Tuesday, May 27, 2008

Can't You Say You Believe in Me

A double standard refers to the treatment of one classification of people differently than other groups of people. - wikipedia

Imagine a married 45 year old man and father of two young children. His wife stays at home and raises the kids. The man is afforded all the freedom anyone could ask for. He comes home late, attends 'special' functions, all in the name of bettering his career and is never questioned by his wife.

One day the man announces he wants a divorce.

The woman is crushed. She asks about his plans for the children. "I'll get them a nanny" he says. The man becomes enraged when his wife tells him that she is not leaving her children or their home. The man then cuts off all financial support. The credit cards that the wife used to pay for food, home improvement items, activities for the children, medical bills for the family's pet are now solely her responsibility.

The husband becomes hostile. He starts to stay out later. He makes private phone calls. He makes snide comments about his wife in front of his children. He lies to friends and family in an attempt to alienate wife. He does everything to try to bully his wife out of her home and her rights.

So here's my question, is this man a hero or should he be tied to a stake?

I stared thinking about double standards as I was writing a piece about how Sex in the City is responsible for the corruption of our society. My struggle with this hypothesis is that 1. I believe that art in any form has a right to be and 2. It's not the art that is to be blamed but instead the masses and how they are influenced by it. Just because a 14 year robs a liquor store doesn't mean that his video games drove him to committing the crime. But we blame Grand Theft Auto because we are too weak as guardians to shoulder the responsibility.

But I digress...again.

The premise of Sex in the City is how a single woman and her 3 friends struggle through romantic relationships looking for that perfect man. The double standard comes into effect when we take a look as how the men of this show are portrayed. More often the not these men are chauvinistic womanizers who lack compassion and are often times just plain dumb. And it's always the mans fault when these women wake up with that weeks idiot in her bed as our heroine asks herself "why did I do that"

Ask yourselves, if this show were about four guys who go around using women like tissues then whining about they can't find true love, would we tune in every week or would this show be condemned as exploitation.

## CHECK YOUR UNDERSTANDING
1/ List every expense that the blog post on double standards says the wife paid for with the credit cards.
2/ Extend the blog post on double standards with a few paragraphs that pick up after its closing question about four guys using women like tissues.

## EXTRACTED RECORDS

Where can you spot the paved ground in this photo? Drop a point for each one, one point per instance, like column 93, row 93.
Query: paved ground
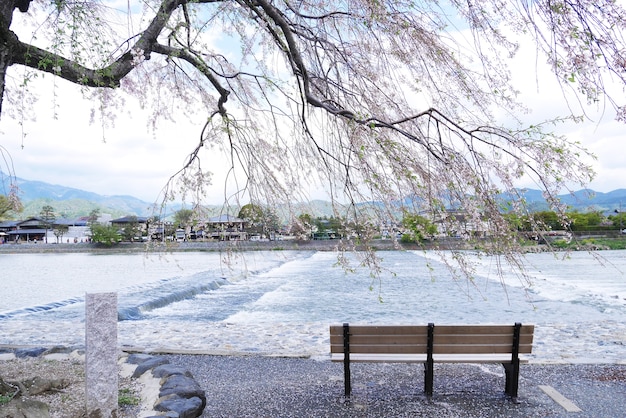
column 287, row 387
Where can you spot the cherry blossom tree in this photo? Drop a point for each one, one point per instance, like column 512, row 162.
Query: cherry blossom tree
column 406, row 103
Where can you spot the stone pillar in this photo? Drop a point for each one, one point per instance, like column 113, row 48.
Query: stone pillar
column 101, row 355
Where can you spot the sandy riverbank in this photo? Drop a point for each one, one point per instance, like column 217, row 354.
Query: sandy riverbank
column 328, row 245
column 257, row 386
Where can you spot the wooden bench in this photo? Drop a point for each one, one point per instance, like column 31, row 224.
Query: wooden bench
column 429, row 344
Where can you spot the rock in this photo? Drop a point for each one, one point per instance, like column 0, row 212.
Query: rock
column 19, row 408
column 37, row 385
column 184, row 407
column 138, row 358
column 149, row 364
column 29, row 352
column 167, row 370
column 58, row 349
column 182, row 386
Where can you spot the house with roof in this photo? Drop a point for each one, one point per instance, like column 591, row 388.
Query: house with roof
column 225, row 228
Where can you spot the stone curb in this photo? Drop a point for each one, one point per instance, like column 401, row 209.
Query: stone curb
column 179, row 395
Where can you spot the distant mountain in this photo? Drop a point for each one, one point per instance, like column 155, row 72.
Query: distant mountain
column 73, row 202
column 584, row 200
column 70, row 202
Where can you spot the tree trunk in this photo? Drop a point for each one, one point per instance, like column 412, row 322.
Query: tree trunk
column 6, row 16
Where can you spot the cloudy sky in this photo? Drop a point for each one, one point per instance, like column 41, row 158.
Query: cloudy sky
column 62, row 147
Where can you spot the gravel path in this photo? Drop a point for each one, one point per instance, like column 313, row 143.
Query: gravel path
column 239, row 386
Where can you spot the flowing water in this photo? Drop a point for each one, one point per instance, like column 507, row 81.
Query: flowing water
column 281, row 302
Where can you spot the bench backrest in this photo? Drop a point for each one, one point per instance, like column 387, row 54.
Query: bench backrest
column 447, row 339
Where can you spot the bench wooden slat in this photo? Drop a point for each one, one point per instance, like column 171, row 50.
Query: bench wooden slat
column 429, row 344
column 381, row 329
column 381, row 339
column 368, row 349
column 421, row 358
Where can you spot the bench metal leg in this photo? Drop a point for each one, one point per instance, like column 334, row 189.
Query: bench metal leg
column 346, row 360
column 428, row 378
column 512, row 378
column 429, row 366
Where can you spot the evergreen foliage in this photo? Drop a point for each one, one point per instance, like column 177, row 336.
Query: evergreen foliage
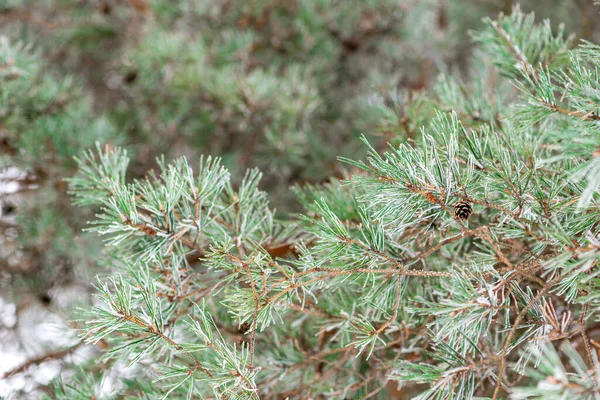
column 459, row 262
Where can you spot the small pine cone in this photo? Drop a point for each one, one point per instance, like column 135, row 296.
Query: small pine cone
column 462, row 210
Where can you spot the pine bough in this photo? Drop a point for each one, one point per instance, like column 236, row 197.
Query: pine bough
column 378, row 284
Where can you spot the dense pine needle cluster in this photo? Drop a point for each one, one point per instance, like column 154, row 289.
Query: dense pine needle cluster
column 460, row 262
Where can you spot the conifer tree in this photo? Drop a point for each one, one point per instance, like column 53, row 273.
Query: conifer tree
column 458, row 262
column 462, row 261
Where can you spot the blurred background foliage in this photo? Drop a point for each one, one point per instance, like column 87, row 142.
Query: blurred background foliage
column 286, row 86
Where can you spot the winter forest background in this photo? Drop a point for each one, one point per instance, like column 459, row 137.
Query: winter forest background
column 287, row 87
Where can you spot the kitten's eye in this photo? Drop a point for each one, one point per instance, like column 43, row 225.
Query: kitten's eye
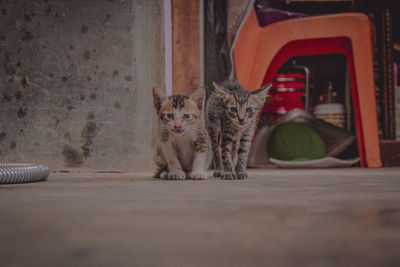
column 169, row 116
column 233, row 109
column 250, row 110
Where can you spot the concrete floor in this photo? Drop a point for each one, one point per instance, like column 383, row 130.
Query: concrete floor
column 336, row 217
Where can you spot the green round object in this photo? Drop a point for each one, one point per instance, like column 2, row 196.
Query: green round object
column 294, row 140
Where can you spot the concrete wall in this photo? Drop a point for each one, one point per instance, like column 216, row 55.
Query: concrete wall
column 75, row 82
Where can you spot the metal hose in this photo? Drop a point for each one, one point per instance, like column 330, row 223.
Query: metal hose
column 13, row 173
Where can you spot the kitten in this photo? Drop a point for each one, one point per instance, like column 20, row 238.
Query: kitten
column 231, row 113
column 182, row 143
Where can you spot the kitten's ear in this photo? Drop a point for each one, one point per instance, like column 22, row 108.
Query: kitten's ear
column 220, row 91
column 198, row 97
column 262, row 93
column 158, row 98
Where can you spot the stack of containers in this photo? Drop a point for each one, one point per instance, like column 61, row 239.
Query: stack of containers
column 287, row 93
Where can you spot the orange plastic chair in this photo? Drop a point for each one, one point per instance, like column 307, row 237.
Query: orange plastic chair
column 259, row 52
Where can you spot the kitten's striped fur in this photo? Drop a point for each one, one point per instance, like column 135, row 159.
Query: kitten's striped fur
column 231, row 113
column 181, row 142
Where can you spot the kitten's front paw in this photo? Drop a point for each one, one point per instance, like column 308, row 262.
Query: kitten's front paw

## OUTPUTS BY TASK
1/
- Food
- Home improvement items
- Activities for the children
- Medical bills for the family's pet

2/
Give me one example of one show that portrays women as disposable, bungling idiots because I can give you at least 5 examples of shows that do this exact same thing to men.

And the thing that bothers me the most is how the viewers of this show grabs a cup, chugs down the poisoned Kool Aid and then gleefully asks for seconds. As the main character cheats on the one true good man in her life we are asked to feel sorry for her because....hmmmm, why should we feel sorry for her again? Here's your Kool Aid.

Sorry, this topic kinda bleeds into another topic that I wanted to address at some point. I originally used a bunch of these statements to support my position about how today's media is making it easy for society to reason away our unethical behavior. I may post that at sometime in the future. Who knows.

4 more days till the weekend everyone. Hang in there

3 comments:

Anonymous said...

Gotta agree in that I don't like Sex In The City. I don't like the women in it, and I don't like the fact that it portrays them as sex greedy people in need of men. Their lives revolve around men, even though they're meant to be strong, independent women.

Bugs the hell out of me. That show is just wrong, in many ways.

MDStayathomefather said...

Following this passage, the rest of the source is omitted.